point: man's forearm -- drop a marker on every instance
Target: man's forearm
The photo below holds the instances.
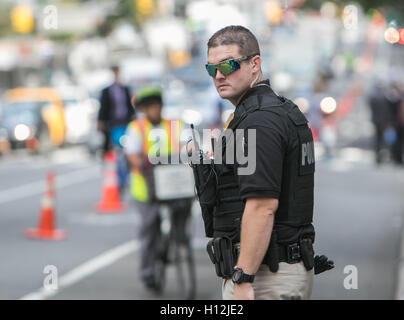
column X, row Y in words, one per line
column 256, row 228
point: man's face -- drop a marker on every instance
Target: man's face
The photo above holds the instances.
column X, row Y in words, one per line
column 233, row 85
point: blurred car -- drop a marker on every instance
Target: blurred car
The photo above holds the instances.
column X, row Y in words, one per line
column 80, row 113
column 33, row 118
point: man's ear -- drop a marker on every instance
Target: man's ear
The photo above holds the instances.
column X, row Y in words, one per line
column 256, row 61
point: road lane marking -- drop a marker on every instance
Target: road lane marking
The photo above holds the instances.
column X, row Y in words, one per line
column 38, row 187
column 86, row 269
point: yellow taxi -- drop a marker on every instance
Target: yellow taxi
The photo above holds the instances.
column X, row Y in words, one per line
column 33, row 118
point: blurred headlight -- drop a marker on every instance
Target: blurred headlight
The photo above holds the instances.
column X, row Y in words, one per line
column 192, row 116
column 22, row 132
column 226, row 114
column 328, row 105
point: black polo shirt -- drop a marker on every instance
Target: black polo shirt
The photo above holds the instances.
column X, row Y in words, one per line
column 271, row 145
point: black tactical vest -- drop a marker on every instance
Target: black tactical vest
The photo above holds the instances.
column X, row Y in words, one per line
column 295, row 208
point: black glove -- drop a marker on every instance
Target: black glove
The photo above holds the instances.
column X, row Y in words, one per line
column 321, row 264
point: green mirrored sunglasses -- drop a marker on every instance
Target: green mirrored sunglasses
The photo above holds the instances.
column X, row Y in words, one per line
column 228, row 66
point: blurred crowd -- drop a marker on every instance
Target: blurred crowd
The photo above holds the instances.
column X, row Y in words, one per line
column 56, row 59
column 387, row 106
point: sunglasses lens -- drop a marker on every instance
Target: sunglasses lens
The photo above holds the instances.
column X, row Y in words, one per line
column 226, row 67
column 211, row 70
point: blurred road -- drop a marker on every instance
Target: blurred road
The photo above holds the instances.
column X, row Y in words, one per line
column 358, row 216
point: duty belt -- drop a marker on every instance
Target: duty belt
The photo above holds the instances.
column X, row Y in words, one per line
column 287, row 253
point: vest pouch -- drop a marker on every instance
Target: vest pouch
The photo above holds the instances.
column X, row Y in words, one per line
column 307, row 253
column 221, row 253
column 205, row 183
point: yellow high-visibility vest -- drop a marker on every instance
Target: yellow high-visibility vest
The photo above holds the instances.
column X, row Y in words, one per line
column 138, row 183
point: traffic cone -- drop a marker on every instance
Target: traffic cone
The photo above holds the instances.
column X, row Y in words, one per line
column 110, row 190
column 46, row 230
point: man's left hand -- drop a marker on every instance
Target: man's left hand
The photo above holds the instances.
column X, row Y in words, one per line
column 243, row 291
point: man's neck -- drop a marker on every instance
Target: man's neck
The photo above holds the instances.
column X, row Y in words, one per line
column 236, row 101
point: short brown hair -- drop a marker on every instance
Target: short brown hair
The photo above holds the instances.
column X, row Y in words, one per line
column 238, row 35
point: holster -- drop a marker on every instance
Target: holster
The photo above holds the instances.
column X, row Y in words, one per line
column 307, row 253
column 223, row 255
column 205, row 183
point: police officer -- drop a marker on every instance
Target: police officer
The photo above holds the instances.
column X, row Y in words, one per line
column 266, row 213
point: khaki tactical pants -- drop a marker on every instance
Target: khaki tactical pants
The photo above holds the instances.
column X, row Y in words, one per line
column 292, row 281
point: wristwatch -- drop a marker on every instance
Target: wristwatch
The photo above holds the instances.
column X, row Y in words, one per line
column 239, row 276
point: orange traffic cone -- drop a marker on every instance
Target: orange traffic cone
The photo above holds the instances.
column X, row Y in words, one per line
column 45, row 230
column 110, row 191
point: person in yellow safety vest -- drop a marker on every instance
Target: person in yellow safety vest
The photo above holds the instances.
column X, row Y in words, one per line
column 147, row 138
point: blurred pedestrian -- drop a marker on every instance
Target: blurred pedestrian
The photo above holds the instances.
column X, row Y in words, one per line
column 115, row 109
column 395, row 99
column 381, row 118
column 143, row 136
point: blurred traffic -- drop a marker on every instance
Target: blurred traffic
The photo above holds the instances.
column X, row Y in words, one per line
column 341, row 63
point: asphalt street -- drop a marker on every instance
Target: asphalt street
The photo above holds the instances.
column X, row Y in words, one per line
column 358, row 218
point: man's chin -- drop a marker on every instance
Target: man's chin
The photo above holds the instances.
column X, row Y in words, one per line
column 224, row 94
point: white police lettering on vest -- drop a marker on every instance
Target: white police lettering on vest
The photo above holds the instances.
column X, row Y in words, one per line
column 307, row 153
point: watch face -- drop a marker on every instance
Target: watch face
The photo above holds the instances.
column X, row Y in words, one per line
column 237, row 275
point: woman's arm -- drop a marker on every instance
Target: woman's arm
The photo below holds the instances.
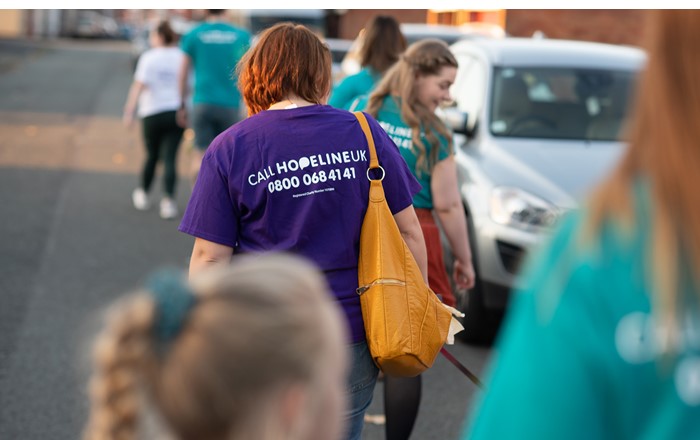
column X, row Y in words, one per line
column 448, row 207
column 131, row 102
column 408, row 224
column 206, row 254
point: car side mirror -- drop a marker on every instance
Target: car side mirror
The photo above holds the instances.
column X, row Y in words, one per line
column 458, row 121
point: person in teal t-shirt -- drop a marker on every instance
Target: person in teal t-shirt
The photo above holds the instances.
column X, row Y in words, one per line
column 404, row 103
column 212, row 51
column 382, row 46
column 603, row 339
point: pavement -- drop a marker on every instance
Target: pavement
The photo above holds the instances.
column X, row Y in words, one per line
column 72, row 243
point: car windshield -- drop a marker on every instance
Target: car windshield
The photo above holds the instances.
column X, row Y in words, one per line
column 560, row 103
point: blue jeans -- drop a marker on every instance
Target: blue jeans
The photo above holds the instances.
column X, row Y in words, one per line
column 361, row 382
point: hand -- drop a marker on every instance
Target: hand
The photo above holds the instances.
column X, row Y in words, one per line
column 181, row 117
column 463, row 275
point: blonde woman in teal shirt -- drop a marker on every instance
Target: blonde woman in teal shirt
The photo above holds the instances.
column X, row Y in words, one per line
column 603, row 341
column 382, row 46
column 404, row 103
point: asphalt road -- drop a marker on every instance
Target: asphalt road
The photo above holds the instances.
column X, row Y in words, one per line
column 72, row 243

* * *

Instruction:
Reproduce every item above word for word, leaving out the pictures.

Output:
point: man's forearm -- drop a marker on every instance
Target: man's forearm
The photo below holds the instances.
column X, row Y in words, one per line
column 256, row 228
point: man's face -- drop a marker on every instance
Target: man's face
The photo above holds the instances.
column X, row Y in words, one per line
column 233, row 85
point: blurred car -- drop a marker on every instance
Target: blurred car
The photo above holds the instances.
column X, row Y in words, one per line
column 80, row 113
column 33, row 118
point: man's ear -- drop a marker on every instance
Target: man's ear
The photo above holds the instances.
column X, row Y in words, one per line
column 256, row 61
point: road lane marking -- drop a marker on every instance
Target: road lane marking
The photo above holds the instances.
column X, row Y in words, one per line
column 38, row 187
column 86, row 269
point: yellow taxi -- drop a marker on every instance
Target: yellow taxi
The photo above holds the instances.
column X, row Y in words, one per line
column 33, row 118
point: blurred headlight -- drop a marker on every instance
Target: blurred headlight
The photo above holds the instances.
column X, row Y in words, one per line
column 192, row 116
column 22, row 132
column 226, row 114
column 328, row 105
point: black polo shirt -- drop a marker on every instance
Target: black polo shirt
The photo above holds the instances.
column X, row Y in words, one per line
column 271, row 145
point: black tactical vest -- drop a marker on every instance
Target: black tactical vest
The photo above holds the instances.
column X, row Y in words, one per line
column 295, row 208
point: black glove -- drop a marker on every instance
Target: black glove
The photo above holds the instances.
column X, row Y in words, one per line
column 321, row 264
point: green mirrored sunglasses -- drop a marker on every instance
Target: green mirrored sunglasses
The photo above holds the instances.
column X, row Y in words, one per line
column 228, row 66
point: blurred crowd -- drop a marker on every instance
Target: blurred crowd
The photo above holds the instances.
column X, row Y in words, one per line
column 56, row 59
column 387, row 106
point: sunglasses lens -- drop a marker on every instance
Target: sunglasses lens
The photo above holds the instances.
column X, row Y in words, one per line
column 226, row 67
column 211, row 70
point: blurred road -- drop a marker on every instance
Target: blurred road
The photo above holds the instances.
column X, row Y in words, one per line
column 358, row 216
point: duty belt -- drop a marker on every instance
Target: duty belt
The photo above holds the instances.
column X, row Y in words, one per line
column 287, row 253
point: vest pouch -- drop a marker on every instance
Target: vest pouch
The photo above holds the instances.
column X, row Y in words, one per line
column 307, row 253
column 221, row 253
column 205, row 183
point: yellow high-visibility vest -- drop a marker on every instance
Target: yellow high-visibility vest
The photo above holds the instances.
column X, row Y in words, one per line
column 138, row 183
point: traffic cone -- drop a marker on every instance
Target: traffic cone
The photo above holds the instances.
column X, row Y in words, one per line
column 110, row 190
column 46, row 230
point: man's left hand -- drop a marker on every instance
Target: man's left hand
The photo above holds the instances.
column X, row Y in words, one per line
column 243, row 291
point: man's neck -- drop a marker on every instance
Target: man's neck
The photo above holds the instances.
column X, row Y in words, one per line
column 236, row 101
point: short brown hair -- drop a marker on every instance
Target: short brown hair
The photo above holds the instances.
column X, row Y in words, one per line
column 238, row 35
point: holster -- drop a marker on every instance
Target: holster
The photo above holds the instances.
column X, row Y in words, one per line
column 307, row 253
column 223, row 255
column 205, row 183
point: police officer -- drop a marker on every instance
Target: police officer
The photo above holds the instances.
column X, row Y in words, one per line
column 266, row 213
point: khaki tactical pants -- drop a marker on every instance
Target: khaki tactical pants
The photo above holds the instances.
column X, row Y in words, one per line
column 292, row 281
point: wristwatch -- drop a marker on every instance
Target: wristwatch
The photo above holds the instances.
column X, row Y in words, one per line
column 239, row 276
point: orange traffic cone -- drop a marker on every instance
Target: orange traffic cone
The photo above holds the instances.
column X, row Y in words, one per line
column 45, row 230
column 110, row 191
point: person in yellow safety vest -- drop a marker on every instance
Target: person in yellow safety vest
The photo above holds the instances.
column X, row Y in words, one per line
column 147, row 138
point: blurred pedestrian -- drop a marker on every instance
Target: blurred pedestrian
The photo above holds the instances.
column X, row Y in words, one per line
column 115, row 109
column 395, row 99
column 381, row 118
column 143, row 136
point: blurred traffic -- drop a marker on every instance
Target: blurred traffic
The photo above holds the instances.
column X, row Y in words, one per line
column 341, row 63
point: asphalt street -- drop a marker on every instance
Target: asphalt street
The photo above holds the instances.
column X, row Y in words, one per line
column 358, row 218
point: man's chin -- drop a marker on every instance
Target: man's chin
The photo above holds the instances.
column X, row Y in words, one per line
column 224, row 94
point: white police lettering on vest -- drop a marker on every instance
Target: white police lettering on vest
The photo above holds the instances.
column X, row Y in words, one per line
column 307, row 153
point: watch face -- drop a marker on every instance
Target: watch face
The photo above holds the instances.
column X, row Y in words, one per line
column 237, row 275
point: woman's arm -- drop a marker on every instance
Target: woman's arm
The photo below holds the instances.
column X, row Y in words, one per line
column 448, row 207
column 131, row 102
column 408, row 224
column 206, row 254
point: car side mirror -- drop a marker on every instance
Target: car side mirror
The photo above holds the instances.
column X, row Y in words, one per line
column 458, row 121
point: person in teal t-shirt -- drop a marker on every instance
Target: person in teal t-shirt
The photo above holds the instances.
column X, row Y in words, one per line
column 404, row 103
column 212, row 51
column 382, row 46
column 603, row 339
point: pavement -- drop a marker on every instance
Target: pavement
The photo above holds the instances.
column X, row Y in words, one per line
column 72, row 243
point: car windshield -- drop a marker on every instance
Target: car windshield
The photo above holds the instances.
column X, row Y in words, one per line
column 560, row 103
point: blue jeans -- drop a marker on every instance
Target: blue jeans
The photo above holds the instances.
column X, row Y in words, one per line
column 361, row 382
point: hand -- drop a marker on every instance
Target: hand
The photo above holds the instances.
column X, row Y in words, one per line
column 181, row 117
column 463, row 275
point: blonde woman in teal shirt -- drop a marker on every instance
Target: blonde woman in teal shirt
The photo above holds the instances.
column X, row Y in words, one per line
column 603, row 341
column 382, row 46
column 404, row 103
point: asphalt road -- drop a marker on every instance
Target: asphalt road
The photo above holds the instances.
column X, row Y in words, one per line
column 72, row 243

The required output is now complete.